AVAILABLE DATA START
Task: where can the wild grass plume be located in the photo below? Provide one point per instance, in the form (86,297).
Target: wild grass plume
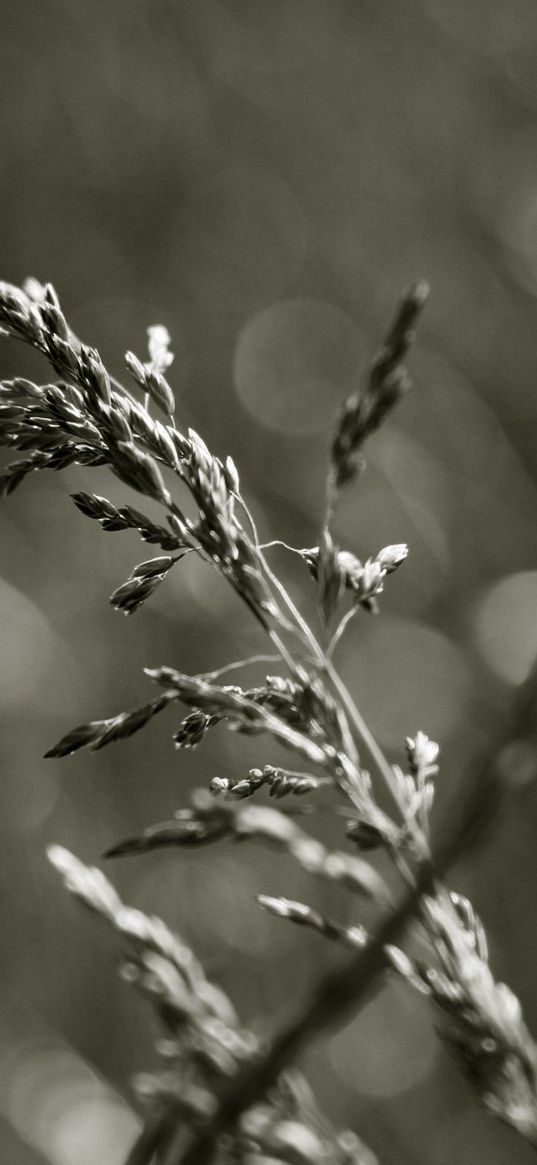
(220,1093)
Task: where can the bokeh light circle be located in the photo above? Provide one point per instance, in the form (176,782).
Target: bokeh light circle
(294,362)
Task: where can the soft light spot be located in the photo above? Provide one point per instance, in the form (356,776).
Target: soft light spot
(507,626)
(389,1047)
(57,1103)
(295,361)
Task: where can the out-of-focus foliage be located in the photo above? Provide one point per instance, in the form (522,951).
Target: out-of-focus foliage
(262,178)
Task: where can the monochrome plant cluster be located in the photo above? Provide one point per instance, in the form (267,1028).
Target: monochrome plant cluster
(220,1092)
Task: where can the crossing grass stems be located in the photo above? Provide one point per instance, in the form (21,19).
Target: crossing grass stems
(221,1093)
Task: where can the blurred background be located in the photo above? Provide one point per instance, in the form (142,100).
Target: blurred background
AVAILABLE DATA END
EXERCISE DETAILS
The response should repeat each record precisely and contain no pictures.

SOLUTION
Task: where can the wild grass plume be located in the photo below? Provide one point per instance, in the form (86,297).
Target: wild grass plume
(220,1093)
Task: where can the bokeh light circle be located in the photo above? Provide one point per instance, in the form (176,782).
Target: bokeh light circle
(294,362)
Task: where can the soft light spot be located in the photo above? Provide one point per instance, in the form (356,776).
Target: soft light spot
(507,626)
(389,1047)
(57,1103)
(295,361)
Task: where can the out-of-focus foliage be located in the photo above? Provide one point per instance, in the form (522,951).
Target: out-of-focus foliage
(262,178)
Task: where can the monochrome plant cluster be located in the photo above? Provide one point per instance, in the form (267,1028).
Target: monochrome plant cluster
(220,1092)
Task: where can the crossing grass stems be located in the photo above? Provide one point per instance, in the form (21,19).
Target: crossing grass stems
(221,1093)
Task: where can the blurred background be located in the photo above? Provide one point per instance, in the form (142,100).
Target: blurred background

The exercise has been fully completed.